Exercises:
**A.** List every color word used in the passage.
**B.** Reproduce the passage verbatim, everything from "Silver streams that" down to "brightest hopes instead.".

Given passage:
Take your time. Spend as much time as you need to master this.

If you have trouble in visualizing, then think of yourself in a warm, safe bubble. Feel the warmth around you. Tell yourself that you are loved and protected.

If there are any smells or sounds that you associate with comfort and safety, then take the time to remember them.

Remember… there is no rush and no pressure. It may take a few attempts for some people to get this exercise flowing smoothly.

Was there a special place where you felt safe? Remember that.

Was there someone in your childhood who was a protector? Remember them. Say their name. Remember how you felt when they were around. Fictional characters will work too!

Even if you visualize well, adding these memories will make what you are doing easier and even more effective in setting a safe boundary for your meditations.

Then allow your mind to wander.

Now might be a good time to start keeping a record of your thoughts and feelings.

Paint the Sky with Summers Hues

Paint the sky with the deepest blue,

Paint your world with all the brightest colours and the lightest hues,

Golden corn and buttercups, a gleaming yellow sun,

Silver streams that sparkle, – cool and clean as when the world began.

Sweet green grass and roses of the deepest red,

Shady fern-filled forests with the softest, mossy pillows where you rest your weary head.

Why imagine gloom and doom,

when you can paint your future with your brightest hopes instead.

The ocean beckons us with promises of warm dry sand that trickles through our hands,

A bucket and a spade create a fairy castle or a soldier’s keep with turrets and a moat.

The simple joy of lying on the beach and listening to the waves,

and love hearts on the sand, that wash away as quickly as we write.

Long mild days to trek, to travel, to explore,

or lay and bask; – I dare to question, who could ask for more,

The heaviest of hearts can find that on a summer’s day it lifts.

The rich and poor alike can both enjoy the summer’s gifts.

Summer is a season and a place deep in your heart.

Summer lasts forever when our final winter thaws,

Even in this fleeting, fickle world of pain and flaws,

Summer is the journey of a heart that needs no laws.

Summer is that secret place of calm within the storm,

Summer is the goal of those who seek to live beyond the norm,

Even as the icy grip of winter howls, and swirls around our homes,

Summer is the warmth within our hearts and hope of better things to come.

Items from a dataset:
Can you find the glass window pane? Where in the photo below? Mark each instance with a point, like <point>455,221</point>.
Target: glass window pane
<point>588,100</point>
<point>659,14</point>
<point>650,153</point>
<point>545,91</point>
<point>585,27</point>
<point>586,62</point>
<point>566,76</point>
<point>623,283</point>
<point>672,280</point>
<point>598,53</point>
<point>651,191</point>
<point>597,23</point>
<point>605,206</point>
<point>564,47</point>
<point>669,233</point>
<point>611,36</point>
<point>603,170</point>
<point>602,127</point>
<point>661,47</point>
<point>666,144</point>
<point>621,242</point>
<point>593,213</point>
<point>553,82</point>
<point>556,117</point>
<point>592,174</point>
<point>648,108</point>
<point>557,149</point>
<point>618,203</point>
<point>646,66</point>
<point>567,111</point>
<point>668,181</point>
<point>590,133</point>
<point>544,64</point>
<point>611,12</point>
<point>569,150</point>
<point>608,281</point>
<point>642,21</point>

The answers:
**A.** blue, golden, yellow, silver, green, red

**B.**
Silver streams that sparkle, – cool and clean as when the world began.

Sweet green grass and roses of the deepest red,

Shady fern-filled forests with the softest, mossy pillows where you rest your weary head.

Why imagine gloom and doom,

when you can paint your future with your brightest hopes instead.